◆ Instruction A
Format the lines of the records below as a numbered list, dropping any blank lines, and leave the pictures out.

◆ Passage shown
■ ■ ■

Odin Auto-Scaling Group Deployer
Deploy your 12-factor-applications to AWS easily and securely with the Odin. Odin is a AWS Step Function base on the step
framework that deploys services as Auto-Scaling Groups (ASG's) to AWS.
Odin's goals/requirements/features are:
- Ephemeral Blue/Green: create new instances, wait for them to become healthy, delete old instances; treating compute instances as disposable and ephemeral.
- Declarative: describe what a successful release looks like, not how to deploy it.
- Scalable: can scale both vertically (larger instances) and horizontally (more instances).
- Secure: resources are verified to ensure that they cannot be used accidentally or maliciously.
- Gracefully Fail: handle failures to recover and roll back with no/minimal impact to users.
- Configuration Parity: minimize divergence between production, staging and development environments by keeping releases as similar as possible.
- No Configuration: once Odin is deployed it requires no further configuration.
- Multi Account: one deployer for all AWS accounts.
Getting Started
Odin is implemented as an AWS Lambda Function and AWS Step Function that deploys by assuming a role into an AWS account. You can bootstrap these into AWS with:
git pull # pull down new code
./scripts/bootstrap
Testing with deploy-test
Odin includes a test project deploy-test
that has one service web
that starts an nginx server to be mounted behind a Elastic Load Balancer (ELB) and Application Load Balancer target group. The service instances have a security group and instance profile.

■ ■ ■

◆ Dataset
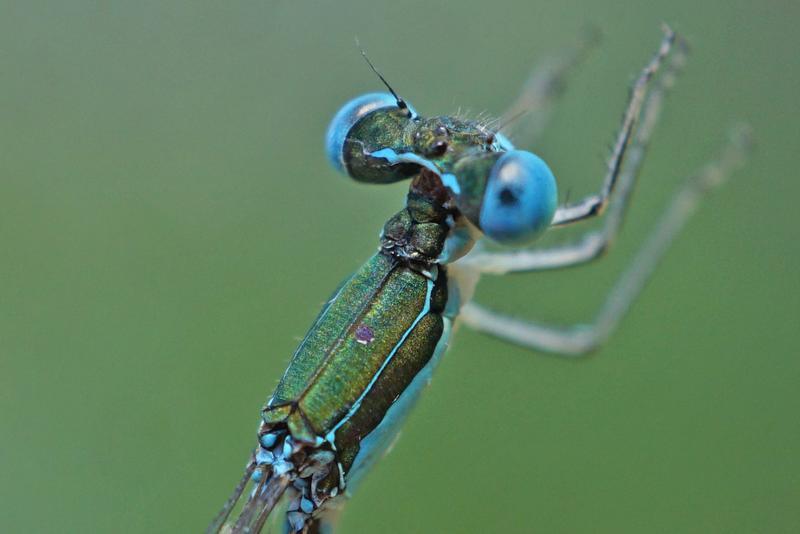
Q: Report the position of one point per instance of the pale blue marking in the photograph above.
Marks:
(268, 440)
(451, 182)
(376, 443)
(393, 158)
(306, 505)
(257, 475)
(264, 457)
(331, 436)
(457, 243)
(347, 117)
(503, 142)
(530, 186)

■ ■ ■

◆ Instruction B
Using the Odin deployer page, say whether each statement agrees with it. Answer yes or no, and quote the deciding words. (i) Odin is implemented as an AWS Lambda Function and an AWS Step Function. (ii) Each AWS account needs its own Odin deployer. (iii) The test project deploy-test contains two services.

◆ Complete output A
1. Q: Report the position of one point per instance of the pale blue marking in the photograph above.
2. Marks:
3. (268, 440)
4. (451, 182)
5. (376, 443)
6. (393, 158)
7. (306, 505)
8. (257, 475)
9. (264, 457)
10. (331, 436)
11. (457, 243)
12. (347, 117)
13. (503, 142)
14. (530, 186)

◆ Complete output B
(i) Yes: "Odin is implemented as an AWS Lambda Function and AWS Step Function that deploys by assuming a role into an AWS account."
(ii) No: "Multi Account: one deployer for all AWS accounts."
(iii) No: "that has one service web"